The president is directly elected by universal and secret suffrage for a five-year term. The voting system used for presidential elections is a two-round majority system. Consequently, a candidate must receive more than 50 per cent of the vote to be elected; if no candidate obtains the required majority, a run-off election is held. No person elected to the office of the president may serve more than two terms, consecutive or otherwise. Each presidential candidate contests the election with a vice-presidential running mate.

The office of the presidency was first instituted in 1953, following a constitutional referendum in which the Maldives briefly transitioned from a monarchy to a republic, with Mohamed Amin Didi serving as the nation's first elected president. The monarchy was subsequently restored in 1954, before being abolished following a second
constitutional referendum in 1968. The present republican system dates from 11 November 1968, when Ibrahim Nasir became the first president of the Second Republic.
==============================
◆ **Requirement A**:
In the passage on the Maldivian presidency, who became the first president of the Second Republic?
◆ **Requirement B**:
Write out the stretch of the passage on the Maldivian presidency from "The president is" through "vice-presidential running mate.".
The lines after this note play no part in the work here.

Lines taken from a collection
==============================
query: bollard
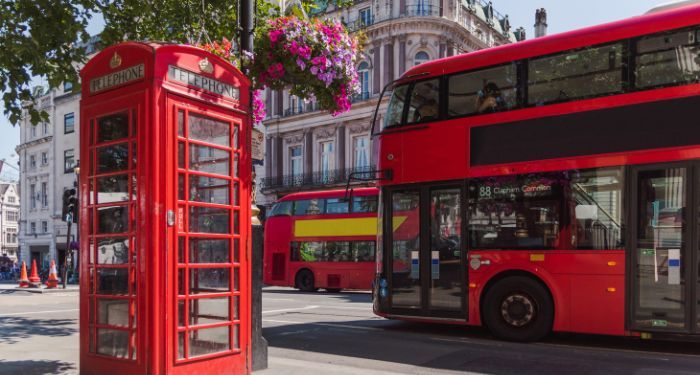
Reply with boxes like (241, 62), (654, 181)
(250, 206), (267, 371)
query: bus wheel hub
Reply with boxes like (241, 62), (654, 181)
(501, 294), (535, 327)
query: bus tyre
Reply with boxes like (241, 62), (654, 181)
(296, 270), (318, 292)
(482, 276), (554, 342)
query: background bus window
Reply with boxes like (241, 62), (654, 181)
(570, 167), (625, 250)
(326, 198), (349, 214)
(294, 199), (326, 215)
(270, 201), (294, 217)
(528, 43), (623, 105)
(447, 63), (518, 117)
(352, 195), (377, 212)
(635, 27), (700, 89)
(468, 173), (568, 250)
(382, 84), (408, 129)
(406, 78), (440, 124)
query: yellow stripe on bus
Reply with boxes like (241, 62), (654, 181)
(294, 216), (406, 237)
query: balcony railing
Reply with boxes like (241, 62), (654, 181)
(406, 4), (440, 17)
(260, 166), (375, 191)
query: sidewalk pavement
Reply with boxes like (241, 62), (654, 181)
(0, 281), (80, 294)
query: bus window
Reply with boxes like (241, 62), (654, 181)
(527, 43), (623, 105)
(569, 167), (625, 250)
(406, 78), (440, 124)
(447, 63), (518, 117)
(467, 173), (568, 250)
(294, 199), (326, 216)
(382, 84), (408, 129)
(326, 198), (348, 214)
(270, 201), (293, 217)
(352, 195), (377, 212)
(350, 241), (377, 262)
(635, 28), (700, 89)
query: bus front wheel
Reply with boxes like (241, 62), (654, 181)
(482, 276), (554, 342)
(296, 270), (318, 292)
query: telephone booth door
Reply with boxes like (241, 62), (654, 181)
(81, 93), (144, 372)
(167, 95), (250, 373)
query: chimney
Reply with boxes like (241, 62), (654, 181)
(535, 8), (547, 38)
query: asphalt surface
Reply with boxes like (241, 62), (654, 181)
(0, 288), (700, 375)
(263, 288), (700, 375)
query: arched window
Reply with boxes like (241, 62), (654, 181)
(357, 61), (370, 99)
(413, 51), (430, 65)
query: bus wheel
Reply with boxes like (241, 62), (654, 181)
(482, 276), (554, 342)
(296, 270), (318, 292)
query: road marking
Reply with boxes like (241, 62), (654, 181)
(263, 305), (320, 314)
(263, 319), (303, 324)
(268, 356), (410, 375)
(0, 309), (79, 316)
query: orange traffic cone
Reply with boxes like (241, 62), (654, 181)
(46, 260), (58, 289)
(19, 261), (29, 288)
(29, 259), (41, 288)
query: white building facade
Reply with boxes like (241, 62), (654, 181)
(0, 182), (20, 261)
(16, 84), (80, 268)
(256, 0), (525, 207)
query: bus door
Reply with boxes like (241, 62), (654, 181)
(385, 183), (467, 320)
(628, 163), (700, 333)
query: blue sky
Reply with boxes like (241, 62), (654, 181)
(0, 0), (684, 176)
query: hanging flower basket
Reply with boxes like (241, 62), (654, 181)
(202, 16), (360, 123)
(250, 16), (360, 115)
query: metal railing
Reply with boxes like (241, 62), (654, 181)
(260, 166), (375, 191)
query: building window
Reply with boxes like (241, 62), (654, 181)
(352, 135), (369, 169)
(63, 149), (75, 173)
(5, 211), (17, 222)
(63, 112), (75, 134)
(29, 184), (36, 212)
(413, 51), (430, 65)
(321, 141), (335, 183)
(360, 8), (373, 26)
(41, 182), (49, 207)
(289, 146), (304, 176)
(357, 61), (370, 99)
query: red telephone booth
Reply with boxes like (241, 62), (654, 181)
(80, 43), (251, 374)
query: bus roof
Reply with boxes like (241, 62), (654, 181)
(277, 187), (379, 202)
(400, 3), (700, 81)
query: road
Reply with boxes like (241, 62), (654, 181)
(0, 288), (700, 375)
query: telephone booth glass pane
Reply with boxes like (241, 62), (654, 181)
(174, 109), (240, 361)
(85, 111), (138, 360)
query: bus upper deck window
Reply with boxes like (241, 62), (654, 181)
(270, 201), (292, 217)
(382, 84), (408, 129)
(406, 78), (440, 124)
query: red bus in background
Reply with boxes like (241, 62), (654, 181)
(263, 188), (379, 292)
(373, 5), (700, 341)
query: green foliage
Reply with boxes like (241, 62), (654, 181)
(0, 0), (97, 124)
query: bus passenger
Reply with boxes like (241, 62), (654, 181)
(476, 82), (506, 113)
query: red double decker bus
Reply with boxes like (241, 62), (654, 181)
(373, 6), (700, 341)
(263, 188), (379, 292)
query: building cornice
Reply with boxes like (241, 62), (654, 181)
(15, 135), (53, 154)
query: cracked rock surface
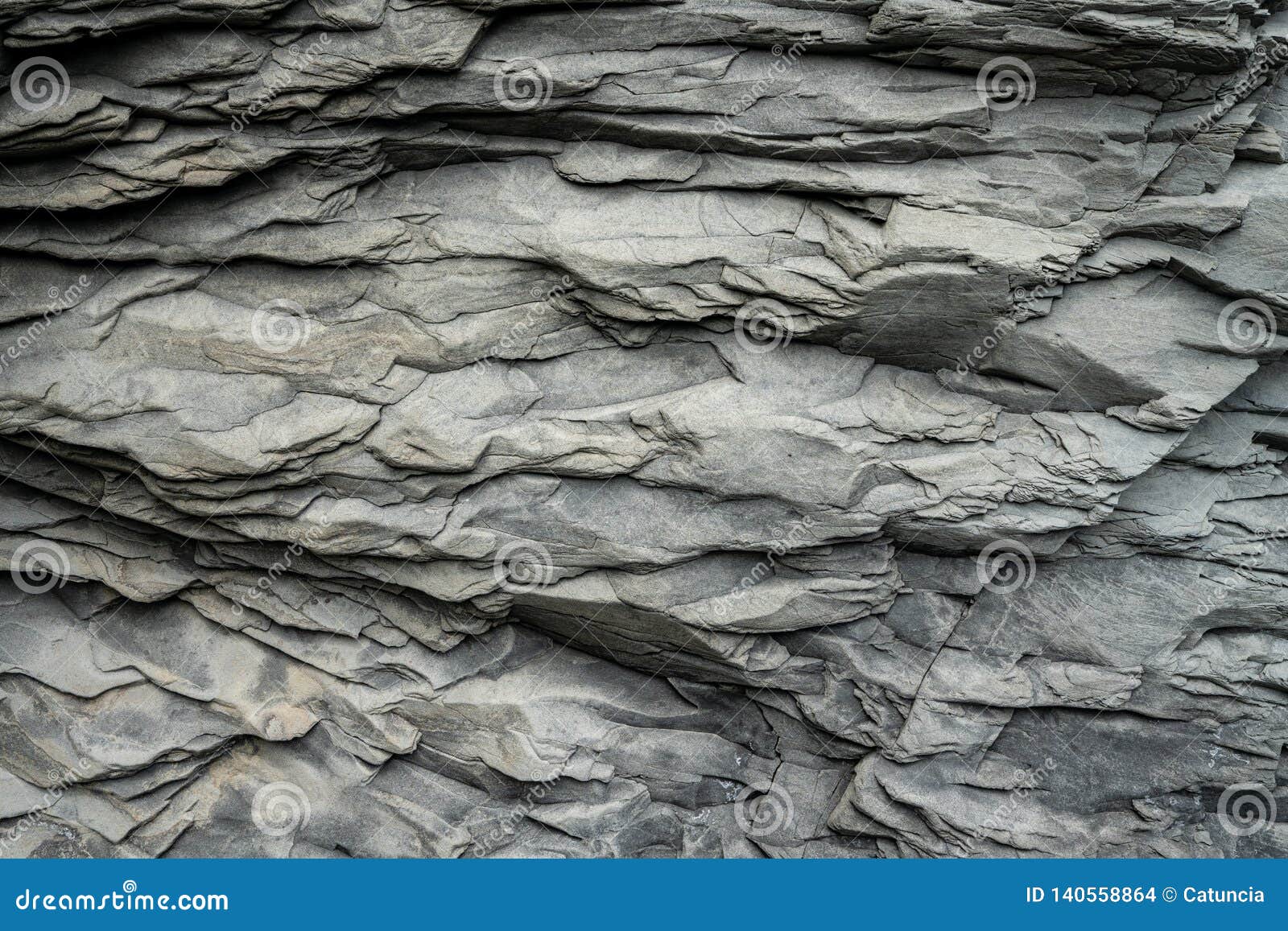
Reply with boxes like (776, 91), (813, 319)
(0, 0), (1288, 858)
==============================
◆ **Task answer A**:
Ibrahim Nasir.

◆ **Task answer B**:
The president is directly elected by universal and secret suffrage for a five-year term. The voting system used for presidential elections is a two-round majority system. Consequently, a candidate must receive more than 50 per cent of the vote to be elected; if no candidate obtains the required majority, a run-off election is held. No person elected to the office of the president may serve more than two terms, consecutive or otherwise. Each presidential candidate contests the election with a vice-presidential running mate.